* _PROBLEM A_
Reproduce word for word the passage of the article on third-term governments from "Article excerpt" to "economy turned down.".

* _SOURCE TEXT_

Magazine article New Zealand Management

Three More Years

Magazine article New Zealand Management

Three More Years

Article excerpt

What does a third-term government do? History offers some lessons. Sir Keith Holyoake won his third term in 1966 just as the terms of trade turned sour and the economy turned down.

He called a nine-month-long national development conference of all economic interest groups to do some "indicative planning" and set 10-year targets. He scraped a fourth term in 1969.

Sir Robert Muldoon managed to win a third term in 1981 amid roaring inflation and rising debt driven off a chronic balance of payments deficit.

He did have some new policy: during 1981 he concocted a "think big" programme of state-subsidised energy and heavy industrial development.

But "think big" did not rescue the economy. It eventually became a heavy cost on the Exchequer. Meanwhile in 1982 Muldoon gave up on serious long-range economic policy and retreated into a dead-end, wage-price-rent-interest freeze.

Jim Bolger won a third term in 1996 only by doing a very detailed deal with Winston Peters which hamstrung his government. Jenny Shipley turfed Bolger out in exasperation but then couldn't get policy traction running a minority government.

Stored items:
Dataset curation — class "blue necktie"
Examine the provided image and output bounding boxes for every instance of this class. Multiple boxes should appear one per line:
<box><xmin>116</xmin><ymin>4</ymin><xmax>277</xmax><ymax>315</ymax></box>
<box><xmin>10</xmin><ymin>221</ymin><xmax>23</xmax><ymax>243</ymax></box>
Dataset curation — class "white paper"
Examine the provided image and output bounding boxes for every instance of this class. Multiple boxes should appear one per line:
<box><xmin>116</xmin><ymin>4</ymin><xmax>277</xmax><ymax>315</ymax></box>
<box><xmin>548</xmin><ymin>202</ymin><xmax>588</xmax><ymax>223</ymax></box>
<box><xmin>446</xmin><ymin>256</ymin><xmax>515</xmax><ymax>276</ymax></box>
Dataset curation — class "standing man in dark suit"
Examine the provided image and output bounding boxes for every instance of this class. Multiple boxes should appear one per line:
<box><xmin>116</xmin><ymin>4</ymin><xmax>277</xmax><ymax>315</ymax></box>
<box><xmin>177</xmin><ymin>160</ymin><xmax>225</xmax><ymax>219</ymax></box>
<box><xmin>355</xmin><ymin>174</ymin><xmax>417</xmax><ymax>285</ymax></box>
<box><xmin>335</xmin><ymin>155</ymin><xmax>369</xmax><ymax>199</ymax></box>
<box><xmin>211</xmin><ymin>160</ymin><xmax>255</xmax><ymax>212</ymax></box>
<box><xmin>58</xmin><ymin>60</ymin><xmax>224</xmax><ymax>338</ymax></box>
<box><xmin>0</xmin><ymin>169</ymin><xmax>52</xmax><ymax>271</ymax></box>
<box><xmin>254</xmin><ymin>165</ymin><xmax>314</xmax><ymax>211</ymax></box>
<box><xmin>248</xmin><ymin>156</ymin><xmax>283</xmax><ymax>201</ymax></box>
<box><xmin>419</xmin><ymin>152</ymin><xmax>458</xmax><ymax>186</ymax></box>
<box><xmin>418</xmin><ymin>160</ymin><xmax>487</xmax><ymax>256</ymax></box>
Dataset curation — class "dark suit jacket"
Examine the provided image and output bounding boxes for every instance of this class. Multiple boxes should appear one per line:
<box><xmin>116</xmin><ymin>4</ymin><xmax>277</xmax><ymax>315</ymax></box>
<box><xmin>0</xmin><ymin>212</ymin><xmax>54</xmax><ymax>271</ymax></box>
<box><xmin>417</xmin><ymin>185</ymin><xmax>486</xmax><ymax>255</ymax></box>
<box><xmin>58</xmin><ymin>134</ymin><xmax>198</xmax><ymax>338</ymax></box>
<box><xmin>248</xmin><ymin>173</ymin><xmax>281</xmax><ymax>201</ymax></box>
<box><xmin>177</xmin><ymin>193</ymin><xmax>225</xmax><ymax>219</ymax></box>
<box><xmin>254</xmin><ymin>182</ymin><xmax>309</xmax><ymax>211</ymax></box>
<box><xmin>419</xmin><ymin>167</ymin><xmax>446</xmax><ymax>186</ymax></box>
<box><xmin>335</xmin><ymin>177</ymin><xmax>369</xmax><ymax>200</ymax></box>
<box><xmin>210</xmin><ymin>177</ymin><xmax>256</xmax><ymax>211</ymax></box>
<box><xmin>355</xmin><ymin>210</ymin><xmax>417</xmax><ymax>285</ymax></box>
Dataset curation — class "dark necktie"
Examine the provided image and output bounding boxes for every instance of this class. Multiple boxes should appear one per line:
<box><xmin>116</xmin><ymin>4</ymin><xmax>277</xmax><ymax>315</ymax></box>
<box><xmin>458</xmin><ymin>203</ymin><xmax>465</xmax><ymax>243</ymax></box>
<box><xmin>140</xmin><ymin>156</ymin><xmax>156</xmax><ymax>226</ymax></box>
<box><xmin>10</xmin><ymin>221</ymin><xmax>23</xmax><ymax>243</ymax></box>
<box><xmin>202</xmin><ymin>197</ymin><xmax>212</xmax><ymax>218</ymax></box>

* _PROBLEM B_
How many lines of the listing contain the string "dark"? Reply with the number alone.

* _TASK SOLUTION A_
Article excerpt

What does a third-term government do? History offers some lessons. Sir Keith Holyoake won his third term in 1966 just as the terms of trade turned sour and the economy turned down.

* _TASK SOLUTION B_
3